(Dataset records)
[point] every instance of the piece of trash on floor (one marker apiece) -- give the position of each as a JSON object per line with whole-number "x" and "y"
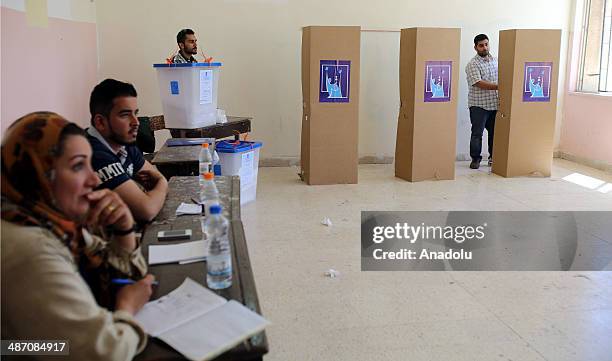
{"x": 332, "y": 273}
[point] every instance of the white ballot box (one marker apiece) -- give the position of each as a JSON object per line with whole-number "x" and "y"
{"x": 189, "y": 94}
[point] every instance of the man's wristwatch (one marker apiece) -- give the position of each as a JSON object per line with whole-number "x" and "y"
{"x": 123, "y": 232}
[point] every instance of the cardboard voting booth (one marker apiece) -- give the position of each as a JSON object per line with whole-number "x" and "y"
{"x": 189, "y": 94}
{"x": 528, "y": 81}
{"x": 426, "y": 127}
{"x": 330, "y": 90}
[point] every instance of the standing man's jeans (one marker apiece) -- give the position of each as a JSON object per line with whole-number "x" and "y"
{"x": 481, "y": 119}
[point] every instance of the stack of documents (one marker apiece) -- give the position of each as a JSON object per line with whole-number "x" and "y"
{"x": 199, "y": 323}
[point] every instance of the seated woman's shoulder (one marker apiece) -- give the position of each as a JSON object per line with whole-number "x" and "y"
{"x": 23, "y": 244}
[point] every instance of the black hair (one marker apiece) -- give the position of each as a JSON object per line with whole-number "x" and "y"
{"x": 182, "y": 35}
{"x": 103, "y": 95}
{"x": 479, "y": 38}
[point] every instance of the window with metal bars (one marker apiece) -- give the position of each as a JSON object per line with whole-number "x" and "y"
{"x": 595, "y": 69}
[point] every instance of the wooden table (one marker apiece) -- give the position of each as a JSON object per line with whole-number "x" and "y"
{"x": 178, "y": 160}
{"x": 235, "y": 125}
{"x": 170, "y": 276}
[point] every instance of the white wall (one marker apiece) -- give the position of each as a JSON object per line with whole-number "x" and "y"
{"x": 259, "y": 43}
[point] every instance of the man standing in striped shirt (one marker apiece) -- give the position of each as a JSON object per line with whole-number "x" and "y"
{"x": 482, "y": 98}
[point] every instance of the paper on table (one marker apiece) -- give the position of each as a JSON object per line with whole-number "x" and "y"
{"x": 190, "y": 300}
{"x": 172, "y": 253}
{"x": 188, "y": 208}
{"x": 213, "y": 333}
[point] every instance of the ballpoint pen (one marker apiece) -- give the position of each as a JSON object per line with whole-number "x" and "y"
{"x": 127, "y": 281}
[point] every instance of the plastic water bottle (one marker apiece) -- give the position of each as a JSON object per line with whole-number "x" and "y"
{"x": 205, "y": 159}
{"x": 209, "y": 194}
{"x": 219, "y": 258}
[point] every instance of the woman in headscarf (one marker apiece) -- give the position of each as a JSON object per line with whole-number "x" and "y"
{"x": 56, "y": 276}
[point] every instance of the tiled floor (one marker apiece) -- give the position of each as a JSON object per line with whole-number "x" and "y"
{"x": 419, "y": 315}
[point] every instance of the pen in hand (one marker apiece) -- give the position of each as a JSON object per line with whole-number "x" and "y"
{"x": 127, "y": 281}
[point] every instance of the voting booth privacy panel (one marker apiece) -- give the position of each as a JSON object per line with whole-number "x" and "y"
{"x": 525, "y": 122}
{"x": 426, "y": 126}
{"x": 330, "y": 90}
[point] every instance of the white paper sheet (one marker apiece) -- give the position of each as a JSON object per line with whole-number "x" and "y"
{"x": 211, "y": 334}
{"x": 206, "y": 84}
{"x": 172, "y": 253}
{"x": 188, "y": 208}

What you are asked to do:
Omitting all images, retype each line of the records precisely.

Answer for this exercise:
[point] every instance of the piece of trash on floor (one marker apiece) -- give the position of each as a JSON object per line with whole-number "x" and "y"
{"x": 332, "y": 273}
[point] every instance of the white ballot box (one marker apiece) -- give the position of each as a JSON object per line with whole-number "x" and "y"
{"x": 189, "y": 94}
[point] every instance of the man's wristwatch (one marker apiece) -- give the position of each as a JSON object per line with whole-number "x" and "y"
{"x": 123, "y": 232}
[point] every instance of the cardboard voting booth (one marker apiece) -- give the position of each as a JSON object per line with whole-number "x" and "y"
{"x": 189, "y": 94}
{"x": 528, "y": 81}
{"x": 426, "y": 127}
{"x": 330, "y": 90}
[point] every instance of the standing man's jeans (one marker apiece) -- give the position of each as a JSON object per line with whole-number "x" and "y"
{"x": 481, "y": 119}
[point] every instance of the stack of documents (one marker apiece) -- give the position of each as a JSON object per line with whole-number "x" and "y"
{"x": 199, "y": 323}
[point] every instance of the seated woman's shoulder (one marker apiece) -- give the position of each as a JSON object per line with whole-number "x" and "y"
{"x": 23, "y": 244}
[point] every instance of the black hair (one marker apiece) -- give the position of each as a JSON object per line with whole-number "x" and "y"
{"x": 182, "y": 35}
{"x": 103, "y": 95}
{"x": 479, "y": 38}
[point] every instance of the window with metal bars (one marker apiece) -- give the position of each as a JSON object per line with whole-number "x" and "y"
{"x": 595, "y": 69}
[point] every instance of the wooden table (one marker apiece) -- give the position of each as a JSON object per line with whole-number "x" and "y"
{"x": 178, "y": 160}
{"x": 235, "y": 125}
{"x": 170, "y": 276}
[point] every instance of the white wall (one marker apiece) -- give the position of each as a JSON object per line with whole-number "x" and "y"
{"x": 259, "y": 43}
[point] every instance of the man standing in striped shirt (one marker apiece) -- give the position of each as a JSON object per line with whole-number "x" and "y"
{"x": 482, "y": 98}
[point] every instance of the paper on table (one marker apiece) -- give the position of each as a JSON object per line with whole-number "x" and "y"
{"x": 190, "y": 300}
{"x": 172, "y": 253}
{"x": 188, "y": 208}
{"x": 213, "y": 333}
[point] every instance of the ballpoint pen (one marker apiece) -- give the position of each as a JSON object per line with whole-number "x" and "y"
{"x": 127, "y": 281}
[point] every instance of the plastic water bottle (one marker apiece) -- give the position of each as a JSON object per line with whole-number "x" and "y"
{"x": 205, "y": 159}
{"x": 209, "y": 194}
{"x": 219, "y": 258}
[point] every instance of the woman in headscarf (one marker apiece) -- give the position of each as a JSON object per line with whole-number "x" and "y"
{"x": 56, "y": 276}
[point] every instance of the tiled floor (one marker apiece) -- give the position of each as a JSON object per line with whole-number "x" and "y"
{"x": 419, "y": 315}
[point] every instance of the pen in hand (one marker apiece) -- give the position of each as a JSON object per line with whole-number "x" and "y"
{"x": 127, "y": 281}
[point] every instance of the voting booth privacy panel (one marker apiece) -- give the position of each as a JSON object per line with whole-number "x" and "y"
{"x": 525, "y": 122}
{"x": 426, "y": 126}
{"x": 330, "y": 90}
[point] every instance of the white paper sheet (one marker apiece) -- give the position of each as a JSON object per line with whole-number "x" and "y"
{"x": 211, "y": 334}
{"x": 206, "y": 84}
{"x": 172, "y": 253}
{"x": 188, "y": 208}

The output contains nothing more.